#### [List of tasks]
**1.** Using the passage on still life photography below, decide whether each statement agrees with it: (a) Niépce made a still life in about 1827; (b) Talbot and Bayard finished their still lifes after 1840; (c) the passage calls Penn artistically unlettered. Answer yes or no for each and quote the deciding words.
**2.** Retype part of the passage on still life photography below word for word. Begin at the words "Photography's first still" and stop after the words "entries before 1840.".
======== Text ========
Photography's first still life was a picture of a table set for a simple meal, made by Nicéphor Niépce in about 1827—years before the world even knew that there was such a thing as photography. Louis-Jacques-Mandé Daguerre, Niépce's collaborator, made a still life by 1837. The other two of photography's principal inventors—William Henry Fox Talbot and Hippolyte Bayard-were a little tardier, but both had completed their entries before 1840.

These first attempts all seem to me remarkably good, and one might think that by now the problem might have been finally solved, or at least exhausted, but it is on the contrary full of life, as demonstrated by the work of Zeke Berman, Joan Fontcumberta, Lee Friedlander, Jan Groover, and Abelard Morrel, for examples, as well as that of the old master who has gathered together here, from the work of a long half century, his own definition of his contribution to the ancient genre.

In spite of his famous modesty of manner, Penn is neither naïve nor artistically unlettered. He is no downy-cheeked neophyte with a book dummy under his arm, and he surely understands that a book of still lifes by him, after all these years, will be regarded as a most serious claim and that, as we look at these pictures, the great still life tradition cannot be far from our conscious thought. If he had done a book of war photographs, or of fashion photographs, we might have looked at the pictures as describing the history of events that were to a degree independent of their description, but the raw material of still life seems an issue that lies outside of history, except for art history. It is only the art of still life that seems to have a history (except perhaps to pomologists), and therefore a book of still lifes by a living artist will inevitably make us remember the work of Chardin and all his great company.
======== Extracted records ========
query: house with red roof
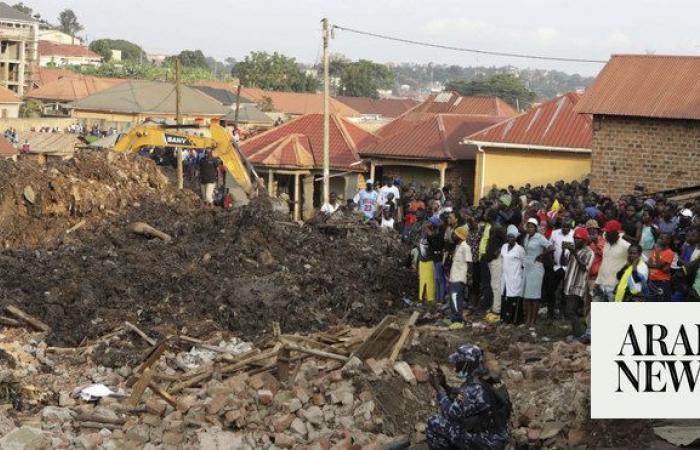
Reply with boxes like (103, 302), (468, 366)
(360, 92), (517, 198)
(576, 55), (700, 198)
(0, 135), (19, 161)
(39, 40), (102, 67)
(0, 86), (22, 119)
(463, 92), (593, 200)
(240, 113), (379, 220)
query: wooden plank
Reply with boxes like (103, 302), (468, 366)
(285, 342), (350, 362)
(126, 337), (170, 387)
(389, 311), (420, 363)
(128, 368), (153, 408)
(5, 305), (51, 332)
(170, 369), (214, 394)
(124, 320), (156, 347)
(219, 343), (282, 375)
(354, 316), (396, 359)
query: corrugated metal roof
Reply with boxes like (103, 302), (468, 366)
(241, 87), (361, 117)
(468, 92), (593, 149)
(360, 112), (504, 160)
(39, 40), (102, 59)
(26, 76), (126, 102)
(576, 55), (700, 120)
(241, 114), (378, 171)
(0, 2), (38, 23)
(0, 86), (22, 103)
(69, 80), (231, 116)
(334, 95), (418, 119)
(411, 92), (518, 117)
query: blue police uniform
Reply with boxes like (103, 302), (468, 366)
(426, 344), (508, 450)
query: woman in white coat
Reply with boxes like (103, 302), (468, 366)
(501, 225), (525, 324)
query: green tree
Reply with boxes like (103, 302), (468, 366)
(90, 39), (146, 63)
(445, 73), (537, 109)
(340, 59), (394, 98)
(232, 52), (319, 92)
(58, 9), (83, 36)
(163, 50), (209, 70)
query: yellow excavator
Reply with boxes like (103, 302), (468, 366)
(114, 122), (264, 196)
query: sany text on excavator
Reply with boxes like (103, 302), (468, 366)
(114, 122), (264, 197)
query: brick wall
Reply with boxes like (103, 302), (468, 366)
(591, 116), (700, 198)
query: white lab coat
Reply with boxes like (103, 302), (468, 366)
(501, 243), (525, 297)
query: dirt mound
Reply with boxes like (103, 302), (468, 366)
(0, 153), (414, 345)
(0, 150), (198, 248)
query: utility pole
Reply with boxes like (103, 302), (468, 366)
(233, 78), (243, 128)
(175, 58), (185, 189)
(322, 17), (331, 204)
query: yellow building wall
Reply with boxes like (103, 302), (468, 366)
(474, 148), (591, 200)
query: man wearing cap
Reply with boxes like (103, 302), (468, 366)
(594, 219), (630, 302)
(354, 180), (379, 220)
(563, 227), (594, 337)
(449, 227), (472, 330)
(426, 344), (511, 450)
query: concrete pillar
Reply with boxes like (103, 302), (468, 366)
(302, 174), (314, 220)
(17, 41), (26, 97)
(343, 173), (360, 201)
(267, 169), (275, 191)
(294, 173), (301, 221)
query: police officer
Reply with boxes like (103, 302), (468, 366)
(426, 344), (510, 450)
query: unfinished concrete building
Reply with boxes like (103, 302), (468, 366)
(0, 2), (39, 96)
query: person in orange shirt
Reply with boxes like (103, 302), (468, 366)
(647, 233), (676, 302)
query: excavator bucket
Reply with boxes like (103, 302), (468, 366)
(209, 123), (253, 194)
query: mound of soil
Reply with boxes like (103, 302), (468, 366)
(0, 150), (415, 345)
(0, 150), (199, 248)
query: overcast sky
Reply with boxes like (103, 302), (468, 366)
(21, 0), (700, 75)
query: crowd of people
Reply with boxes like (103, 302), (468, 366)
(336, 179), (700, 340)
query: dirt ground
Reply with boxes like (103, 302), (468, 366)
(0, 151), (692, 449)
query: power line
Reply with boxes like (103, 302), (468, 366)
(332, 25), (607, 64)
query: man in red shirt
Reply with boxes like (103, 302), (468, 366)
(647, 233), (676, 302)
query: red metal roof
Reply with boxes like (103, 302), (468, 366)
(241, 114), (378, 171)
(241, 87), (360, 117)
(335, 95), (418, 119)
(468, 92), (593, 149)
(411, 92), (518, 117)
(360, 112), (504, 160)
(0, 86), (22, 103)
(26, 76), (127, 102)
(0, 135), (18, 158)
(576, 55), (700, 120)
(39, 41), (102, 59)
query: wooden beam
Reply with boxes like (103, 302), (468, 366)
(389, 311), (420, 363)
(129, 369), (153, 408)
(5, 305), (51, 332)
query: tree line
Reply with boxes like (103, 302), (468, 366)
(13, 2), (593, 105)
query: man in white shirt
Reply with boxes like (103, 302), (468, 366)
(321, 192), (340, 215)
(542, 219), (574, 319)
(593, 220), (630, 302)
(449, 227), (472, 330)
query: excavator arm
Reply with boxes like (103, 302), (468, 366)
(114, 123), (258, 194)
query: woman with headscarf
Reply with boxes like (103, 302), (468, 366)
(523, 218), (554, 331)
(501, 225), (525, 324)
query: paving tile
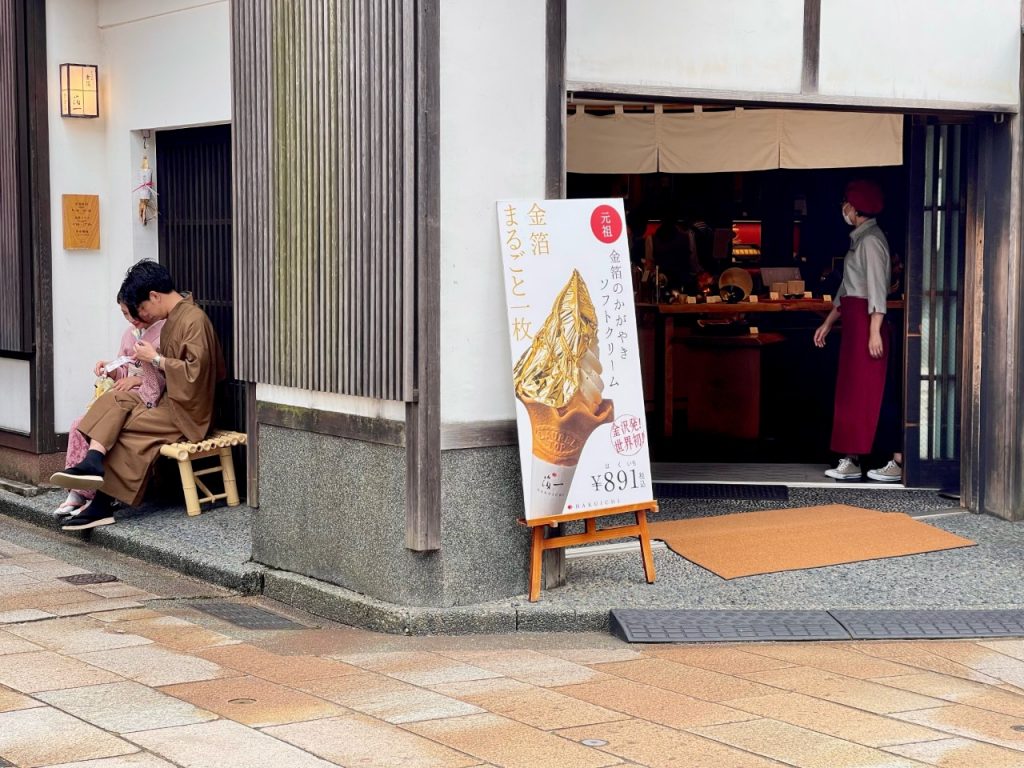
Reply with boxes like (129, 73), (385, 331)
========
#### [Results by task]
**1.**
(a) Yes: "made by Nicéphor Niépce in about 1827"
(b) No: "both had completed their entries before 1840"
(c) No: "Penn is neither naïve nor artistically unlettered"

**2.**
Photography's first still life was a picture of a table set for a simple meal, made by Nicéphor Niépce in about 1827—years before the world even knew that there was such a thing as photography. Louis-Jacques-Mandé Daguerre, Niépce's collaborator, made a still life by 1837. The other two of photography's principal inventors—William Henry Fox Talbot and Hippolyte Bayard-were a little tardier, but both had completed their entries before 1840.